DATASET RECORDS
Start of Block

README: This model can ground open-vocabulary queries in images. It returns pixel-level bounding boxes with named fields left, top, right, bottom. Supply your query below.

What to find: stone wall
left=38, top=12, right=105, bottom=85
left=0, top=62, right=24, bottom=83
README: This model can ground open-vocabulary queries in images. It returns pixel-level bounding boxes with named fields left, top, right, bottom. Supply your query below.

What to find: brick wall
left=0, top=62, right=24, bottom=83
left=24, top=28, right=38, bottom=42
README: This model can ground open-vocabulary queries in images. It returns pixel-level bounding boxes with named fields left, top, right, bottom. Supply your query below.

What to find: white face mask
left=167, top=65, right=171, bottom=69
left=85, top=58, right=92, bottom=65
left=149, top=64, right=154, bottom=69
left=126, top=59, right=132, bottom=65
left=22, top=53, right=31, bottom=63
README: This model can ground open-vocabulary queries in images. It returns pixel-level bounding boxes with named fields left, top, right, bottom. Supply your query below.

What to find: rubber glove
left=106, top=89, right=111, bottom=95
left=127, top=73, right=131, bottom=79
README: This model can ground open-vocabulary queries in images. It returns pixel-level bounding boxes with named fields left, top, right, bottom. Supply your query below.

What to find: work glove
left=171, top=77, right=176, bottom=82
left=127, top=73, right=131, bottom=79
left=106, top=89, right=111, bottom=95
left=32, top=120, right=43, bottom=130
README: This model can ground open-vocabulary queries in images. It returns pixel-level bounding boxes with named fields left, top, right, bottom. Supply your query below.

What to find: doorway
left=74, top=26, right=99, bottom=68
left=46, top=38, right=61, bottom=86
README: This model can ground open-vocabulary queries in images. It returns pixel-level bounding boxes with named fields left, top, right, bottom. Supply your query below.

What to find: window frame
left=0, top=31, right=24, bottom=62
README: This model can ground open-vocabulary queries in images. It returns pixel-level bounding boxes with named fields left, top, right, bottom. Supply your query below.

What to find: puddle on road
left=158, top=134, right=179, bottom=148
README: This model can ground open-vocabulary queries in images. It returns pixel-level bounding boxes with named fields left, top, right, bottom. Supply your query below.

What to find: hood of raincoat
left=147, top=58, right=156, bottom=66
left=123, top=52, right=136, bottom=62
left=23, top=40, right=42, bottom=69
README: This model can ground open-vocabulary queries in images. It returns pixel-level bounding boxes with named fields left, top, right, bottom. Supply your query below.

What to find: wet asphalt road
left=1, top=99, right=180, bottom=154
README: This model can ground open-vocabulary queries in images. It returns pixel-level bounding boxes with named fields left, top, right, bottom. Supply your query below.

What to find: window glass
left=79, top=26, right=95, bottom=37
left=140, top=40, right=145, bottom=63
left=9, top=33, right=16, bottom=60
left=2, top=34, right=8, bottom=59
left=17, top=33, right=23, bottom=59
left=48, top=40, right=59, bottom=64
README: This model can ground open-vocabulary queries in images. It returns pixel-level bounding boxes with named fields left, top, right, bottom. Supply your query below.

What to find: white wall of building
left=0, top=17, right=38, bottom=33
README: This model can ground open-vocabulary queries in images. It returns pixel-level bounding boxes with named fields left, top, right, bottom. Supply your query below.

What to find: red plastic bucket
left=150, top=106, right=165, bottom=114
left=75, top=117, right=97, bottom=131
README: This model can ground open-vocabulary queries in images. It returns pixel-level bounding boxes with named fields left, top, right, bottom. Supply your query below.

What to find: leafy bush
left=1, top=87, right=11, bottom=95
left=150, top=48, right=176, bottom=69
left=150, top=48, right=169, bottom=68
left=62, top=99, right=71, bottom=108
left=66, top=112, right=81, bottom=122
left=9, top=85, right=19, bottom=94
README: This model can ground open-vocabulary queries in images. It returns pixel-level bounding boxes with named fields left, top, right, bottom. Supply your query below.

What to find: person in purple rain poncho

End of Block

EXERCISE
An exact copy of the listing above is all the answer should hold.

REPLY TO THE EXERCISE
README: This model can ground open-vocabulary queries in images. It returns pixel-level bounding boxes with named fields left, top, right, bottom. Supply your query below.

What to find: stone wall
left=38, top=12, right=105, bottom=85
left=0, top=62, right=24, bottom=83
README: This model can ground open-vocabulary queries in images. It returns pixel-level bounding boxes with named fields left, top, right, bottom. Supply your query below.

What to find: brick wall
left=0, top=62, right=24, bottom=83
left=24, top=28, right=38, bottom=42
README: This model can ground open-vocabulary queries in images. It returns pixel-level bounding boxes with named fields left, top, right, bottom. Supply your query below.

What to find: white face mask
left=167, top=65, right=171, bottom=69
left=85, top=58, right=92, bottom=65
left=149, top=64, right=154, bottom=69
left=126, top=59, right=132, bottom=65
left=22, top=53, right=31, bottom=63
README: This model can ground open-vocabulary queries in images. It returns pixel-level bounding boxes with named fields left, top, right, bottom. Supply your query below.

What to find: rubber glove
left=106, top=89, right=111, bottom=95
left=127, top=73, right=131, bottom=79
README: This model can ground open-vocabulary queries in images. It returns pixel-level bounding boxes with named fields left, top, right, bottom. Supply your query below.

What to find: work glove
left=171, top=77, right=176, bottom=82
left=127, top=73, right=131, bottom=79
left=106, top=89, right=111, bottom=95
left=32, top=120, right=43, bottom=130
README: This model can ground open-vocabulary queries in images. It returns pixel-level bounding boxes with named fields left, top, right, bottom. Supply your query below.

What to find: doorway
left=74, top=26, right=99, bottom=68
left=46, top=38, right=61, bottom=86
README: This model can ground open-vocabulary queries in images. It returns pixel-level bounding boxes with named fields left, top, right, bottom. Supply your query below.

What to find: window frame
left=0, top=31, right=24, bottom=62
README: This model can ground open-vocabulary queries in images. It returns pixel-level bounding boxes with named fields left, top, right, bottom. Supply your query below.

What to find: puddle on road
left=158, top=134, right=179, bottom=148
README: This model can ground open-vocabulary queries in images. It returns pixel-level bounding boxes with named fields left, top, right, bottom. Supply your query below.

What to find: hood of raincoat
left=147, top=58, right=156, bottom=66
left=123, top=52, right=136, bottom=62
left=23, top=40, right=42, bottom=69
README: This model can ground open-vocabulary queries in images. It returns pixel-level bounding boxes with named fields left, top, right, bottom. Supply your query below.

What to find: wet asphalt road
left=1, top=99, right=180, bottom=154
README: This model can ground open-vocabulary queries in images. It returns pixel-level bounding boxes with named fields left, top, right, bottom. Supply your query below.

What to find: window glass
left=79, top=26, right=95, bottom=37
left=140, top=40, right=145, bottom=63
left=9, top=33, right=16, bottom=60
left=2, top=34, right=8, bottom=59
left=17, top=33, right=23, bottom=59
left=48, top=40, right=59, bottom=64
README: This model can ground open-vocabulary queries in images. It returns pixel-level bounding boxes with named fields left, top, right, bottom. Supply your query below.

What to find: white wall of building
left=0, top=17, right=38, bottom=33
README: This model can ground open-vocabulary queries in images. It returns pixel-level bounding boxes with named fields left, top, right, bottom. Supply your query below.

What to find: red plastic bucket
left=150, top=106, right=165, bottom=114
left=75, top=117, right=97, bottom=131
README: This model can ground open-vocabulary queries in images. It returns pixel-level bounding boxes with named fields left, top, right, bottom. Supply your query below.

What to find: leafy bush
left=1, top=87, right=11, bottom=95
left=150, top=48, right=176, bottom=69
left=150, top=48, right=169, bottom=68
left=62, top=99, right=71, bottom=108
left=66, top=112, right=81, bottom=122
left=9, top=85, right=19, bottom=94
README: This model can ground open-vocabulary queries in images. It returns pixel-level bounding boxes with named fields left, top, right, bottom. Supply your query below.

What to find: person in purple rain poncho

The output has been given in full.